=== EXERCISE ===
Give back all of the material below word for word, but leave the pictures out of your reply.

= = =

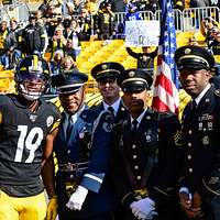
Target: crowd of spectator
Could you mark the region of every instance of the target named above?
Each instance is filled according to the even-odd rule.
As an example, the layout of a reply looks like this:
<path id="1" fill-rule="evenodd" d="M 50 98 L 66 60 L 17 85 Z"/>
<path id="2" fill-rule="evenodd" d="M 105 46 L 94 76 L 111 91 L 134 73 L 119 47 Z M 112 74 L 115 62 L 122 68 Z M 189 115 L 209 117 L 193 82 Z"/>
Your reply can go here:
<path id="1" fill-rule="evenodd" d="M 173 0 L 173 3 L 175 9 L 183 10 L 187 4 L 191 8 L 219 7 L 220 1 Z M 160 8 L 158 0 L 44 0 L 37 11 L 30 12 L 26 25 L 22 26 L 14 18 L 9 24 L 1 21 L 0 64 L 4 69 L 13 69 L 21 57 L 50 53 L 51 68 L 56 69 L 53 74 L 58 74 L 65 57 L 72 57 L 76 66 L 81 41 L 124 37 L 125 21 L 143 20 L 142 11 L 155 12 Z M 121 23 L 116 21 L 118 11 L 124 12 Z M 208 46 L 212 50 L 218 40 L 213 36 L 218 34 L 215 35 L 215 30 L 206 32 Z"/>

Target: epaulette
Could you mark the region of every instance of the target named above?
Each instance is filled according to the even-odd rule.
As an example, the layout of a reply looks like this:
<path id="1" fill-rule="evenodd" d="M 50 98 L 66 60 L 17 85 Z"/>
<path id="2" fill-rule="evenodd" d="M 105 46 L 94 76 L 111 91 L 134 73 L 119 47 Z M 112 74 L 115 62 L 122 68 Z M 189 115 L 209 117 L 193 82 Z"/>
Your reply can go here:
<path id="1" fill-rule="evenodd" d="M 218 97 L 220 97 L 220 89 L 215 89 L 213 94 Z"/>

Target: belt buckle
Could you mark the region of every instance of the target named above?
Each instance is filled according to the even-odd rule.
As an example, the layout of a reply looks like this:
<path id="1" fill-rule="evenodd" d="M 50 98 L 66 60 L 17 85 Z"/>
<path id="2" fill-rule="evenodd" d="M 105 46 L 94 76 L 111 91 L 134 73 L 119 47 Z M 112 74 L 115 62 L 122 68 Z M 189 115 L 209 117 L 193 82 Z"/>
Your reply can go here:
<path id="1" fill-rule="evenodd" d="M 135 197 L 138 200 L 141 200 L 141 199 L 143 199 L 143 198 L 146 198 L 147 196 L 148 196 L 148 190 L 147 190 L 146 188 L 134 190 L 134 197 Z"/>
<path id="2" fill-rule="evenodd" d="M 77 182 L 66 182 L 66 194 L 68 195 L 68 197 L 72 196 L 72 194 L 74 194 L 78 187 Z"/>
<path id="3" fill-rule="evenodd" d="M 77 164 L 68 163 L 67 164 L 67 169 L 70 170 L 70 172 L 75 172 L 75 170 L 78 169 L 78 165 Z"/>

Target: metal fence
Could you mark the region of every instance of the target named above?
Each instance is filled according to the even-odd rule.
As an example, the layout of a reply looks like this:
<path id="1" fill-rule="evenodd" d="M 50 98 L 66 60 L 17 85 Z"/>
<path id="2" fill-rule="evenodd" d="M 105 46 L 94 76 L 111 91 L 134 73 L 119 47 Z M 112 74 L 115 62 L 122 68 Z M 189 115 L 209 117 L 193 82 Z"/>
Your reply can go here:
<path id="1" fill-rule="evenodd" d="M 29 20 L 29 12 L 33 9 L 37 9 L 37 4 L 32 7 L 29 3 L 21 3 L 13 1 L 13 4 L 0 7 L 1 20 L 9 21 L 10 18 L 15 16 L 20 23 L 24 23 Z M 38 3 L 40 6 L 40 3 Z M 153 13 L 152 11 L 141 11 L 144 20 L 160 20 L 161 11 Z M 219 22 L 220 10 L 217 7 L 208 8 L 189 8 L 184 11 L 174 9 L 175 26 L 177 32 L 185 32 L 191 30 L 199 30 L 200 22 L 207 16 L 213 18 Z M 116 24 L 117 26 L 124 21 L 125 12 L 116 12 Z"/>
<path id="2" fill-rule="evenodd" d="M 160 20 L 161 10 L 153 13 L 152 11 L 142 11 L 142 16 L 144 20 Z M 189 8 L 180 11 L 174 9 L 175 26 L 177 32 L 185 32 L 191 30 L 199 30 L 200 22 L 207 16 L 213 18 L 219 22 L 220 10 L 217 7 L 207 8 Z M 123 22 L 125 12 L 116 13 L 117 25 Z"/>

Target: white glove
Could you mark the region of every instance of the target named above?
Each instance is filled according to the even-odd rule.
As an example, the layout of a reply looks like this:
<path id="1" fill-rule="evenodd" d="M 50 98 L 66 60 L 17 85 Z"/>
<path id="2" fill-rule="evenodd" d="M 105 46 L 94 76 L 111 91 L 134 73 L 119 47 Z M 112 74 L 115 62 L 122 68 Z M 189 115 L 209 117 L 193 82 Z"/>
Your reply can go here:
<path id="1" fill-rule="evenodd" d="M 132 209 L 132 213 L 138 219 L 153 219 L 157 212 L 155 211 L 155 202 L 147 198 L 141 199 L 139 201 L 134 201 L 131 204 L 130 208 Z"/>
<path id="2" fill-rule="evenodd" d="M 70 196 L 66 207 L 70 210 L 81 210 L 81 206 L 86 199 L 88 189 L 79 185 L 76 191 Z"/>

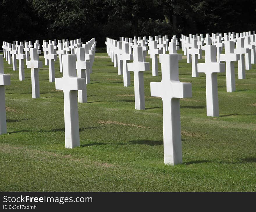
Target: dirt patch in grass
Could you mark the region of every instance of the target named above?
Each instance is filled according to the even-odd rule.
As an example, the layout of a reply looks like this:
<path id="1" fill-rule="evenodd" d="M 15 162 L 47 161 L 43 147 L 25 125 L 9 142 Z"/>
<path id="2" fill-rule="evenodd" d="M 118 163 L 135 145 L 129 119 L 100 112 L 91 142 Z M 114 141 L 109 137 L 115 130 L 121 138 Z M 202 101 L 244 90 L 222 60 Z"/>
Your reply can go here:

= = =

=== ANSWER TO THIS TASK ===
Target: crowd of spectator
Could you mark the region of every instance of the target named above?
Each instance is filled according to the even-odd rule.
As an example, the layout of a reply looks like this:
<path id="1" fill-rule="evenodd" d="M 50 98 L 66 60 L 17 85 Z"/>
<path id="2" fill-rule="evenodd" d="M 105 46 L 94 76 L 111 91 L 134 73 L 119 47 Z M 112 74 L 115 62 L 122 68 Z M 189 115 L 209 117 L 193 82 Z"/>
Your reply can go here:
<path id="1" fill-rule="evenodd" d="M 173 0 L 173 3 L 175 9 L 183 10 L 187 4 L 191 8 L 219 7 L 220 1 Z M 160 8 L 158 0 L 44 0 L 37 11 L 30 12 L 26 25 L 22 26 L 14 18 L 9 24 L 1 21 L 0 64 L 4 69 L 13 69 L 21 57 L 50 53 L 51 68 L 56 69 L 53 74 L 58 74 L 65 57 L 72 57 L 76 66 L 81 41 L 124 37 L 125 21 L 143 20 L 142 11 L 155 12 Z M 121 23 L 116 21 L 118 11 L 124 12 Z M 208 46 L 212 50 L 218 40 L 213 36 L 218 34 L 215 35 L 215 30 L 206 32 Z"/>

Target: epaulette
Could you mark the region of every instance of the target named above?
Each instance is filled according to the even-odd rule.
As an example, the layout of a reply looks like this:
<path id="1" fill-rule="evenodd" d="M 50 98 L 66 60 L 17 85 Z"/>
<path id="2" fill-rule="evenodd" d="M 105 46 L 94 76 L 111 91 L 134 73 L 119 47 Z M 112 74 L 115 62 L 122 68 Z M 189 115 L 209 117 L 193 82 Z"/>
Your reply can go here:
<path id="1" fill-rule="evenodd" d="M 218 97 L 220 97 L 220 89 L 215 89 L 213 94 Z"/>

Target: belt buckle
Could you mark the region of every instance of the target named above?
Each instance is filled according to the even-odd rule.
As an example, the layout of a reply looks like this:
<path id="1" fill-rule="evenodd" d="M 50 98 L 66 60 L 17 85 Z"/>
<path id="2" fill-rule="evenodd" d="M 105 46 L 94 76 L 111 91 L 134 73 L 119 47 Z M 112 74 L 115 62 L 122 68 Z M 189 115 L 209 117 L 193 82 Z"/>
Your reply can go here:
<path id="1" fill-rule="evenodd" d="M 135 197 L 138 200 L 141 200 L 141 199 L 143 199 L 143 198 L 146 198 L 147 196 L 148 196 L 148 190 L 147 190 L 146 188 L 134 190 L 134 197 Z"/>
<path id="2" fill-rule="evenodd" d="M 77 182 L 66 182 L 66 194 L 68 195 L 68 197 L 72 196 L 72 194 L 74 194 L 78 187 Z"/>
<path id="3" fill-rule="evenodd" d="M 77 164 L 68 163 L 67 164 L 67 169 L 70 170 L 70 172 L 75 172 L 75 170 L 78 169 L 78 165 Z"/>

Target: metal fence
Could you mark the region of every instance of the target named above?
Each instance is filled according to the even-odd rule.
As an example, the layout of a reply looks like this:
<path id="1" fill-rule="evenodd" d="M 50 98 L 66 60 L 17 85 Z"/>
<path id="2" fill-rule="evenodd" d="M 105 46 L 94 76 L 111 91 L 134 73 L 119 47 Z M 112 74 L 115 62 L 122 68 Z M 189 115 L 209 117 L 193 82 Z"/>
Your reply can go here:
<path id="1" fill-rule="evenodd" d="M 29 20 L 29 12 L 33 9 L 37 9 L 37 4 L 32 7 L 29 3 L 21 3 L 13 1 L 13 4 L 0 7 L 1 20 L 9 21 L 10 18 L 15 16 L 20 23 L 24 23 Z M 38 3 L 40 6 L 40 3 Z M 153 13 L 152 11 L 141 11 L 144 20 L 160 20 L 161 11 Z M 219 22 L 220 10 L 217 7 L 208 8 L 189 8 L 184 11 L 174 9 L 175 26 L 177 32 L 185 32 L 191 30 L 199 30 L 200 22 L 207 16 L 213 18 Z M 116 24 L 117 26 L 124 21 L 125 12 L 116 12 Z"/>
<path id="2" fill-rule="evenodd" d="M 160 20 L 161 10 L 153 13 L 152 11 L 142 11 L 142 16 L 144 20 Z M 189 8 L 180 11 L 174 9 L 175 26 L 177 32 L 185 32 L 191 30 L 199 30 L 200 22 L 207 16 L 213 18 L 219 22 L 220 10 L 217 7 L 207 8 Z M 123 22 L 125 12 L 116 13 L 117 25 Z"/>

Target: white glove
Could you mark the region of every instance of the target named above?
Each instance is filled according to the even-odd rule.
As an example, the layout of a reply looks like this:
<path id="1" fill-rule="evenodd" d="M 50 98 L 66 60 L 17 85 Z"/>
<path id="2" fill-rule="evenodd" d="M 105 46 L 94 76 L 111 91 L 134 73 L 119 47 Z M 112 74 L 115 62 L 122 68 Z M 189 115 L 209 117 L 193 82 Z"/>
Your reply can go here:
<path id="1" fill-rule="evenodd" d="M 132 209 L 132 213 L 138 219 L 153 219 L 157 212 L 155 211 L 155 202 L 147 198 L 141 199 L 139 201 L 134 201 L 131 204 L 130 208 Z"/>
<path id="2" fill-rule="evenodd" d="M 70 196 L 66 207 L 70 210 L 81 210 L 81 206 L 86 199 L 88 189 L 79 185 L 76 191 Z"/>

Target: dirt patch in grass
Could you mark the region of every instance of the target named above?
Each instance is filled according to the even-odd rule.
As an example, the layout of a reply looks like this:
<path id="1" fill-rule="evenodd" d="M 15 162 L 47 161 L 43 147 L 25 125 L 9 142 Z"/>
<path id="2" fill-rule="evenodd" d="M 118 163 L 135 145 L 129 119 L 100 112 L 91 142 Z M 114 141 L 109 137 L 115 130 L 121 138 Z M 202 101 L 244 90 L 222 60 Z"/>
Your reply can go here:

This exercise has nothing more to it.